**Aim of the exercise:**
Return only the line that contains "the rocky hillside" and each line after it, through the last line of the data below, copied exactly.

Point annotation dataset records
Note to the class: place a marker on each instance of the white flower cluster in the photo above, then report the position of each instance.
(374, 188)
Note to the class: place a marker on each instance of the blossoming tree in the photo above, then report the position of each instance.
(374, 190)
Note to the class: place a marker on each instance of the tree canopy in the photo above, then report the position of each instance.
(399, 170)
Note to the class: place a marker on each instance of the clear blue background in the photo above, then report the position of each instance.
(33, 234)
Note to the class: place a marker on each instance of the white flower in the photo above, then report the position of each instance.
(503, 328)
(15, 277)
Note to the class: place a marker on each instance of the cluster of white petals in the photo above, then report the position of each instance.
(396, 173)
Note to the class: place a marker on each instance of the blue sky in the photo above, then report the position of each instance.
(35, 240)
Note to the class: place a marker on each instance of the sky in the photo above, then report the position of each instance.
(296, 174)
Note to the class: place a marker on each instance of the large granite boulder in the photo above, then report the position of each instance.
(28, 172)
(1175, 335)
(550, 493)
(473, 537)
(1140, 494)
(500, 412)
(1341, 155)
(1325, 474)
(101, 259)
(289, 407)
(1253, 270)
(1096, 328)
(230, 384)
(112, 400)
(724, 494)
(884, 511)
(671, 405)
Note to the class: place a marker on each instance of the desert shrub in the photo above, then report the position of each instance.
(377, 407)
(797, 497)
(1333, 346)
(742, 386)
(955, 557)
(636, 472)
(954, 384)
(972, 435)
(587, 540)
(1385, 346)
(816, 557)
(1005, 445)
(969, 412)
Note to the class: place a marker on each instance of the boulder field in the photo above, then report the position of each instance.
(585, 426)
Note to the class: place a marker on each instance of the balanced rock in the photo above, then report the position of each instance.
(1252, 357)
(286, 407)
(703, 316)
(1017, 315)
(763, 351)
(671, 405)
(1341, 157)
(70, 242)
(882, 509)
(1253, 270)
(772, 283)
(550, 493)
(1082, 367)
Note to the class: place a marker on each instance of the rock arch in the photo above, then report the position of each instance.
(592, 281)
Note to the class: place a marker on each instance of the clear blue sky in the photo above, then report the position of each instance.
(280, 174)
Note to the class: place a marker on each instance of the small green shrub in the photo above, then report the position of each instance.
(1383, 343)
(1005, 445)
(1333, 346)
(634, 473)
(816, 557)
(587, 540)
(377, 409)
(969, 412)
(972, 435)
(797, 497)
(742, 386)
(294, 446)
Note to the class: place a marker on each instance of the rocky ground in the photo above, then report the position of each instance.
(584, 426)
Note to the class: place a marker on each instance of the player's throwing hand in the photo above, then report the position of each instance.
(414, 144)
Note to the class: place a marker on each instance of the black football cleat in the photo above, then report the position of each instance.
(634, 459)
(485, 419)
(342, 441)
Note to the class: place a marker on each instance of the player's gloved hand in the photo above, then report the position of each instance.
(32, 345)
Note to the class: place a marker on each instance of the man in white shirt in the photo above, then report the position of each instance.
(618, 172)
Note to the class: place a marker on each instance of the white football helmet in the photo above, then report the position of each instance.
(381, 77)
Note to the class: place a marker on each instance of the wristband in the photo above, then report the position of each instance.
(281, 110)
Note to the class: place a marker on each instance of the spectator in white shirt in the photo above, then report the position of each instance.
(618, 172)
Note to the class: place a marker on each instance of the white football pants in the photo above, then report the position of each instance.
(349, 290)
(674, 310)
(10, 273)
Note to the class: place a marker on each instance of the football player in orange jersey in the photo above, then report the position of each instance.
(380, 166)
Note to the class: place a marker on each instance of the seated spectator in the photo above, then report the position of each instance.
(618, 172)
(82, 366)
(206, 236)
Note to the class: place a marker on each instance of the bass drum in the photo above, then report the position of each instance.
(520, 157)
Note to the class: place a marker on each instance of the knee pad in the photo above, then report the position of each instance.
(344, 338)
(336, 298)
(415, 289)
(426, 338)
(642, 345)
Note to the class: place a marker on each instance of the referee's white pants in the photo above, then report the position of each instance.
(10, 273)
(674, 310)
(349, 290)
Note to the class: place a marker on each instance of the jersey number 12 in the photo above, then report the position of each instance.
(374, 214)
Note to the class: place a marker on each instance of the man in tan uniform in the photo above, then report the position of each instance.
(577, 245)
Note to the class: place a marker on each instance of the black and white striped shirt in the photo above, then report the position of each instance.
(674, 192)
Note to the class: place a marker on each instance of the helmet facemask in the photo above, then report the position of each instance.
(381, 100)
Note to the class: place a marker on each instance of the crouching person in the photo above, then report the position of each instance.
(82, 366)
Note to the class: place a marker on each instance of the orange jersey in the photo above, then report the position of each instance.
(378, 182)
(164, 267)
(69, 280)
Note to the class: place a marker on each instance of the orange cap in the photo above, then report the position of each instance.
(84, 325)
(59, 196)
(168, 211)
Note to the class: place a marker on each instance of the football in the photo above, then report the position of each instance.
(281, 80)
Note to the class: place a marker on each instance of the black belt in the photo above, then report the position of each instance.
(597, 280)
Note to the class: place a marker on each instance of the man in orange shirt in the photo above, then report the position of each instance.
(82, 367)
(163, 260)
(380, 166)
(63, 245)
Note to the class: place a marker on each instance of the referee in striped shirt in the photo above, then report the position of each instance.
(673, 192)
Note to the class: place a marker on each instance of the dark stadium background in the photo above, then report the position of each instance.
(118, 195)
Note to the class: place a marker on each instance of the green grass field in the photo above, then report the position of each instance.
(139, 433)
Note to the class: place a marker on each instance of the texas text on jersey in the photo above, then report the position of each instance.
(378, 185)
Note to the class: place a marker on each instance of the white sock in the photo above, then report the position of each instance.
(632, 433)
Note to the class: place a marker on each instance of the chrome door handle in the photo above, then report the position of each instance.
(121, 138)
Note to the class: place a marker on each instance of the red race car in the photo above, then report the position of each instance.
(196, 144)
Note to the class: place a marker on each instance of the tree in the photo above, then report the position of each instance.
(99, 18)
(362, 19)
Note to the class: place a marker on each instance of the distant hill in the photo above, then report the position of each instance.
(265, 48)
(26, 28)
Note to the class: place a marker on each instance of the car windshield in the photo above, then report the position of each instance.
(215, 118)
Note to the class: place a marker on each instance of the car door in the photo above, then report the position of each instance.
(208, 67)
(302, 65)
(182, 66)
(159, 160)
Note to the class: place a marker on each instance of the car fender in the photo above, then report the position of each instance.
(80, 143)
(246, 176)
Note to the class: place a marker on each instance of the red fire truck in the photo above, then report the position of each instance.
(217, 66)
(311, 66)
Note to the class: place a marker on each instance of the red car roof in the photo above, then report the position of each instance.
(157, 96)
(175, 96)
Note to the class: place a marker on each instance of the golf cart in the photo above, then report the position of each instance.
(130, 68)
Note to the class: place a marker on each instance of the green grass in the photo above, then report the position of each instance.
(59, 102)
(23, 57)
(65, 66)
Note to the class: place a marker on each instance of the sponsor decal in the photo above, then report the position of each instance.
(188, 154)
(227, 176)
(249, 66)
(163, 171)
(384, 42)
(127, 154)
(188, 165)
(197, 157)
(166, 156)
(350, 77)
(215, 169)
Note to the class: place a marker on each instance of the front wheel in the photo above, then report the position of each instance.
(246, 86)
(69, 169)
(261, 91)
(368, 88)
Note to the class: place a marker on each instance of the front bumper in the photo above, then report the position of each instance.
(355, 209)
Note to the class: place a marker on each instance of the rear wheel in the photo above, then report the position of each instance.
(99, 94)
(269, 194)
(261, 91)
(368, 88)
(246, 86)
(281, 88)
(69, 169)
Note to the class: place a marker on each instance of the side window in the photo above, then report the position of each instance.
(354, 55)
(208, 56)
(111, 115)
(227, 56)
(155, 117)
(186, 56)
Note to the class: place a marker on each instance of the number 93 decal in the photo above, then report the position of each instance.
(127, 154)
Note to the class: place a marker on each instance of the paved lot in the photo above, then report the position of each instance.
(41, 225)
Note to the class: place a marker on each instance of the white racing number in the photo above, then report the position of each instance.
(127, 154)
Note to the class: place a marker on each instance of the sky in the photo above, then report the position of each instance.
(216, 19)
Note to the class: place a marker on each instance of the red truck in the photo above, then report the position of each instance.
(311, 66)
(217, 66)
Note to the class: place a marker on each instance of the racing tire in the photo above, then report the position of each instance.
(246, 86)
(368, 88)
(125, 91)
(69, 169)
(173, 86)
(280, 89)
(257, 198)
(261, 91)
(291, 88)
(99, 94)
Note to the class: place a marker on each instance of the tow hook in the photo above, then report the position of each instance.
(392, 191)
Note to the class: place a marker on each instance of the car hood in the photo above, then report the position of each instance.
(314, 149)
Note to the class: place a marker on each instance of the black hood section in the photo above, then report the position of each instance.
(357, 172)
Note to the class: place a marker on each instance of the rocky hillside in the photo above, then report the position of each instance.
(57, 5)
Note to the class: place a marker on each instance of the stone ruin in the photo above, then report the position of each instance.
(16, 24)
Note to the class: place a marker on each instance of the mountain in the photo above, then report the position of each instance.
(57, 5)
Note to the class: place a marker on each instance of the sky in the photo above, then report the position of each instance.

**Final result:**
Note to the class: place a marker on each instance of the rocky hillside in the photo above, then report the position of each instance.
(57, 5)
Note to the class: place a marker on each instance of the stone ruin in the photo above, then report the position of each instance.
(16, 24)
Note to the class: place a marker on each instance of the mountain in the photo above, then report the position of each instance.
(57, 5)
Note to the class: place a marker on each instance of the sky in the photo above, then report the position of each instance.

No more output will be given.